*Exercise aim*
Extract all of the data below and reproduce every line unchanged.

*Supplied material*
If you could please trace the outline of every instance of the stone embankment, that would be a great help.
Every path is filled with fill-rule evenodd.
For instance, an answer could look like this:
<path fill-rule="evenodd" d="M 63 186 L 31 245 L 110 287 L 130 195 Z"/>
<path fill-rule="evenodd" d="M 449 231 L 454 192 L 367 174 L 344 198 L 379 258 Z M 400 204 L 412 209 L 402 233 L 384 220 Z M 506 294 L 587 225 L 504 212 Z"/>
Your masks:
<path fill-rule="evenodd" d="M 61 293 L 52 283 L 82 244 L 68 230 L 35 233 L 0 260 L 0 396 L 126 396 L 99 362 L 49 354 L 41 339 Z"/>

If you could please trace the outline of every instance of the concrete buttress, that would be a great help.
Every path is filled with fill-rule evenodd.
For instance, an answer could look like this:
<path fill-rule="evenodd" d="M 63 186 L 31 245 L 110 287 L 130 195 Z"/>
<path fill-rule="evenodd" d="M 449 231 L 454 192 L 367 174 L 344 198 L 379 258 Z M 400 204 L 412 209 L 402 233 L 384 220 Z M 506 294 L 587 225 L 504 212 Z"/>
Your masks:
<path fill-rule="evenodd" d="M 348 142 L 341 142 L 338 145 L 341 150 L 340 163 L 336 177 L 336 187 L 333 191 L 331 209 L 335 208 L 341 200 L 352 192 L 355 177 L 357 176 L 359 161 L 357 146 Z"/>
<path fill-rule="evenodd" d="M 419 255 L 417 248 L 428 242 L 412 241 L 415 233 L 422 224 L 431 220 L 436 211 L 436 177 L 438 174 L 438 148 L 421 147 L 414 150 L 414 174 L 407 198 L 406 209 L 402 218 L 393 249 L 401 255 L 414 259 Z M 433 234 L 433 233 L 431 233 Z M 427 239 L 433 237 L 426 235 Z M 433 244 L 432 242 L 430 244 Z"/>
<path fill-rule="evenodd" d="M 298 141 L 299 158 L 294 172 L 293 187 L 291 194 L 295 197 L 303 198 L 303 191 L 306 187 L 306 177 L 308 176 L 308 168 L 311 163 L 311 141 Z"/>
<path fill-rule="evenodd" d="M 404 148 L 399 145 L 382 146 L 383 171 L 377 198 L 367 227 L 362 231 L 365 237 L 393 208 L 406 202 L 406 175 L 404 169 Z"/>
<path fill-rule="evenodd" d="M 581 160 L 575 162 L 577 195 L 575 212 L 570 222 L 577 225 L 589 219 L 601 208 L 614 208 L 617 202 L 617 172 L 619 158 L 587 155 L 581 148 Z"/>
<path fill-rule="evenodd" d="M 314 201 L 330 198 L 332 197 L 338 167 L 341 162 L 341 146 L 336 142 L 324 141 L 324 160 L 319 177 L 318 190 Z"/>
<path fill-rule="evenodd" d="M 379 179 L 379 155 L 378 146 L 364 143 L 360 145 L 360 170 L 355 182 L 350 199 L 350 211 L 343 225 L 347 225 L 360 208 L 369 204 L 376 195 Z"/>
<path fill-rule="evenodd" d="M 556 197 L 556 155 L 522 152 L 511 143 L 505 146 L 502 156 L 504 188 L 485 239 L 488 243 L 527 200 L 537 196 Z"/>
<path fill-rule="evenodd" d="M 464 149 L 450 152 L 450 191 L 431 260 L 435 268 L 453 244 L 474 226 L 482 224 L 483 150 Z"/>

*Written solution*
If you could please trace the outline of every instance of the stone embankment, that would be a great help.
Every path is filled with fill-rule evenodd.
For instance, an answer could look like this:
<path fill-rule="evenodd" d="M 63 186 L 31 245 L 110 287 L 130 195 Z"/>
<path fill-rule="evenodd" d="M 449 231 L 454 192 L 367 174 L 344 198 L 379 258 Z M 400 204 L 412 209 L 402 233 L 384 220 Z M 506 294 L 587 225 L 504 212 Z"/>
Your masks:
<path fill-rule="evenodd" d="M 61 293 L 52 283 L 82 244 L 68 230 L 35 233 L 0 260 L 0 396 L 126 396 L 99 362 L 49 354 L 41 339 Z"/>

If you could please trace the outline of every instance of the concrete buttress, that would be a great help.
Every path is filled with fill-rule evenodd.
For instance, an answer could look like this:
<path fill-rule="evenodd" d="M 63 186 L 31 245 L 110 287 L 130 195 Z"/>
<path fill-rule="evenodd" d="M 449 231 L 454 192 L 367 174 L 344 198 L 379 258 Z M 400 204 L 412 209 L 402 233 L 384 220 Z M 506 294 L 587 225 L 504 212 Z"/>
Your masks:
<path fill-rule="evenodd" d="M 348 142 L 341 142 L 338 145 L 341 150 L 340 163 L 336 177 L 336 187 L 333 191 L 331 209 L 335 208 L 341 200 L 352 192 L 355 177 L 357 176 L 359 161 L 357 146 Z"/>
<path fill-rule="evenodd" d="M 419 255 L 417 248 L 428 242 L 412 241 L 415 233 L 422 224 L 431 220 L 436 211 L 436 177 L 438 174 L 438 148 L 421 147 L 414 150 L 414 174 L 407 198 L 406 209 L 402 218 L 393 249 L 401 255 L 414 259 Z M 433 234 L 433 233 L 431 233 Z M 427 239 L 433 237 L 426 235 Z M 433 244 L 432 242 L 430 244 Z"/>
<path fill-rule="evenodd" d="M 298 141 L 299 158 L 294 172 L 293 187 L 291 194 L 295 197 L 303 198 L 303 191 L 306 187 L 306 177 L 308 176 L 308 168 L 311 163 L 311 141 Z"/>
<path fill-rule="evenodd" d="M 404 148 L 399 145 L 382 146 L 383 171 L 377 198 L 367 227 L 362 231 L 365 237 L 393 208 L 406 202 L 406 175 L 404 169 Z"/>
<path fill-rule="evenodd" d="M 581 160 L 575 162 L 577 195 L 575 212 L 570 222 L 577 225 L 589 219 L 601 208 L 614 208 L 617 202 L 617 172 L 619 158 L 587 155 L 581 148 Z"/>
<path fill-rule="evenodd" d="M 314 201 L 330 198 L 332 197 L 338 167 L 341 162 L 341 146 L 336 142 L 324 141 L 324 160 L 319 177 L 318 190 Z"/>
<path fill-rule="evenodd" d="M 379 179 L 379 155 L 378 146 L 364 143 L 360 145 L 360 170 L 355 182 L 350 199 L 350 211 L 343 225 L 347 225 L 360 208 L 369 204 L 376 195 Z"/>
<path fill-rule="evenodd" d="M 556 197 L 556 155 L 522 152 L 511 143 L 505 146 L 502 156 L 504 188 L 485 239 L 488 243 L 527 200 L 537 196 Z"/>
<path fill-rule="evenodd" d="M 464 149 L 450 152 L 450 191 L 431 260 L 435 268 L 453 244 L 474 226 L 482 224 L 483 150 Z"/>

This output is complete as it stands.